## [Directions]
Every record must be copied out exactly.

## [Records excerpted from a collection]

== Segment start ==

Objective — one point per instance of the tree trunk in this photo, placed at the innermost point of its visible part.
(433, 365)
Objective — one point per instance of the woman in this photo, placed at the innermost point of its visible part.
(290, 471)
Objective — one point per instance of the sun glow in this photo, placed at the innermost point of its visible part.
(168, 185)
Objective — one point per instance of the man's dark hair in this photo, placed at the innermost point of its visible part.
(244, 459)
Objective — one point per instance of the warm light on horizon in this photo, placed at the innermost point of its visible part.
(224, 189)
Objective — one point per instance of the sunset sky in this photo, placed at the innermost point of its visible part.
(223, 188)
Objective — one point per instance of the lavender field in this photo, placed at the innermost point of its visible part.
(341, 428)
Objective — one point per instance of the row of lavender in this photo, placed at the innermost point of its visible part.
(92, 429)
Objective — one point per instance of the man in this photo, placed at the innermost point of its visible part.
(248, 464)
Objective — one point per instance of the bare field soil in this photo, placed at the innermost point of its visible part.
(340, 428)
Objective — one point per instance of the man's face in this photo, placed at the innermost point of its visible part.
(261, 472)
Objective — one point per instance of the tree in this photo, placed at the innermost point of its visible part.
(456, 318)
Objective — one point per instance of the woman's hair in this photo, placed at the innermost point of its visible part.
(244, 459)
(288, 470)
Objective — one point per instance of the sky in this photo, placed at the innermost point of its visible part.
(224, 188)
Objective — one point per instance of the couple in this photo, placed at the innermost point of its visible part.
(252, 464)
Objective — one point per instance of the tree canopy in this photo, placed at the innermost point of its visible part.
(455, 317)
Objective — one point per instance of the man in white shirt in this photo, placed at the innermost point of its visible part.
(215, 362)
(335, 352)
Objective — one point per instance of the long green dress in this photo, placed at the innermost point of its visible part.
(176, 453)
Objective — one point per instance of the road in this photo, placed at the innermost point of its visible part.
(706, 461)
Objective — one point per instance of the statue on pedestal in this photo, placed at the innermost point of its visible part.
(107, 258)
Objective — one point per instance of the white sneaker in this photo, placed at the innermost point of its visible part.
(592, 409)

== Segment end ==

## [Solution below]
Objective — one point per instance of the tree trunk in this photo, placed at the innermost point of its visible part.
(433, 365)
Objective — one point per instance of the woman in this photo, placed at the innermost point of its visible part.
(290, 471)
Objective — one point per instance of the sun glow in this photo, placed at the innermost point of its visible part.
(168, 185)
Objective — one point per instance of the man's dark hair in this photo, placed at the innermost point of its visible part.
(244, 459)
Objective — one point per instance of the warm light on horizon in this photo, placed at the innermost point of its visible part.
(224, 189)
Objective — one point per instance of the sunset sky in this photo, placed at the innermost point of its visible part.
(223, 188)
Objective — one point per instance of the lavender field in this photo, placed at the innermost point of its visible part.
(341, 428)
Objective — one point per instance of the row of lavender in this photo, placed at the innermost point of its visible part.
(92, 429)
Objective — one point per instance of the man in this photo, placed at the innermost point of its visible part.
(248, 464)
Objective — one point per instance of the bare field soil in this photo, placed at the innermost point of its visible part.
(340, 428)
Objective — one point per instance of the man's face in this photo, placed at the innermost point of its visible part.
(261, 472)
Objective — one point per instance of the tree in this photo, placed at the innermost point of its visible part.
(456, 318)
Objective — one point per instance of the woman's hair in this photo, placed at the innermost point of its visible part.
(244, 459)
(288, 470)
Objective — one point per instance of the sky in this photo, placed at the innermost point of its visible part.
(224, 188)
Objective — one point per instance of the couple in this photo, placed at the innermost point of its visible part.
(252, 464)
Objective — one point per instance of the tree canopy in this photo, placed at the innermost point of its visible part.
(455, 317)
Objective — one point per instance of the man in white shirt in this photo, placed at the innermost point of its visible part.
(215, 362)
(335, 352)
Objective — one point per instance of the long green dress in this photo, placed at the innermost point of its visible part.
(176, 453)
Objective — one point per instance of the road in this photo, placed at the innermost point of its visible part.
(706, 461)
Objective — one point per instance of the statue on pedestal in this photo, placed at the innermost point of its visible part.
(107, 258)
Objective — one point per instance of the white sneaker in this photo, placed at the innermost point of its visible part.
(592, 409)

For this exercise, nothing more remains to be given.